ページ抜粋 =
* * *

2013.09.01更新

肝臓にできた肝細胞癌の手術例をご紹介します。肝臓は胆のうを境に左区域と右区域に分けられます。一般的に右区域にある腫瘍を摘出する手術の方が左区域のものより難易度が高いとされています。さらに犬の肝臓は6枚の葉に分かれており、葉の先に腫瘍があるよりも根元にあるほうが難易度があがります。肝臓はご存知のようにとても脆い臓器でしかも内部に血管がたくさんあります。一歩間違えば大出血を引き起こします。

このワンちゃんは10歳のラブラドールです。肝臓の内側右葉(右区域)と方形葉(左区域)に腫瘍が存在しており、内側右葉の腫瘍はかなり大きく、CT画像では後大静脈との距離は1.5センチ無いくらいでした。このまま放っておけば破裂し出血死を招く恐れもあったため手術にて摘出することにしました。

手で支えているのが方形葉にある腫瘍です。こちらは葉の先端に存在しますので容易に切除可能です。
 

次に内側右葉の腫瘍を切除します。視界を良好に保つため胸腔まで切開しています。かなりリスクの高い手術ですので視野を確保することが重要です。丸くて白いのは胆のうです。胆のうの向かって左側にあるのが腫瘍です。

* * *

元データ =
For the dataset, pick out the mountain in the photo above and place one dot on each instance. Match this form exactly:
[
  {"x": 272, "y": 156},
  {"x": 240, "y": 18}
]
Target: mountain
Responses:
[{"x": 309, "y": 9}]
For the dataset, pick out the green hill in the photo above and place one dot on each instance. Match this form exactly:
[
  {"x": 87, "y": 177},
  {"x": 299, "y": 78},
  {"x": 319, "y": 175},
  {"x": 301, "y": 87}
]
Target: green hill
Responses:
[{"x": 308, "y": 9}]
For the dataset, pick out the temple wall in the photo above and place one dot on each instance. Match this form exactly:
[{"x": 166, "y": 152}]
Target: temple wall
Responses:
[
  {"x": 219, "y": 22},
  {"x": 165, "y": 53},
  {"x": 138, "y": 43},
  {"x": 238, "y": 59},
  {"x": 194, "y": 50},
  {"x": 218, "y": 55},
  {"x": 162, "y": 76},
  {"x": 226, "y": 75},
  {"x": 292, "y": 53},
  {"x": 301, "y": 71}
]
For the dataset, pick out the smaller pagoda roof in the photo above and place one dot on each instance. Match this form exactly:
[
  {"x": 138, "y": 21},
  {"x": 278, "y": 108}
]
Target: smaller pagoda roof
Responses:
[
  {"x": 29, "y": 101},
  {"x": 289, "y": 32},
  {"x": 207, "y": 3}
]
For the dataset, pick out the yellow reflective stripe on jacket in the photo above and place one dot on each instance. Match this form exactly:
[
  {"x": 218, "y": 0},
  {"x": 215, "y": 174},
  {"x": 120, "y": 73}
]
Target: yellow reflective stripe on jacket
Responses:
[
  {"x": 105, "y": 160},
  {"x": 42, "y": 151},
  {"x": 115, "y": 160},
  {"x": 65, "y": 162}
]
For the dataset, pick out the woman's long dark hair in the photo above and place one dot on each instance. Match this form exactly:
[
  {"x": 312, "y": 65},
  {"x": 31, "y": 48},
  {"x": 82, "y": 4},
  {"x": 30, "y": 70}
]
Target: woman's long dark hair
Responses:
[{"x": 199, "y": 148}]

* * *

やること = 犬の肝臓腫瘍の手術についての文章を、最後の文のあとから書き継いでください。 項目はここでは使いません。

答え =
   

   

肝葉へ入っていく動脈、静脈、門脈を分離し結紮していきます。ここで確実に結紮しないと大出血を引き起こします。血管の結紮部位は奥深いところですので慎重に行います。
   

切除した腫瘍です。病理検査では肝細胞がんでした。腫瘍は取りきれているという判断でした。


写真で見るとこんなものかという感じですが、視野確保のための胸骨切開や横隔膜の切開、大出血に備えての大血管周囲への駆血テープの準備などかなり時間のかかる手術です。その甲斐あってこのワンちゃんは3年経った今も肝臓腫瘍の再発は無く元気で暮らしています。お年ですのでかなり足が弱ってきていますがゴハンはよく食べるということです。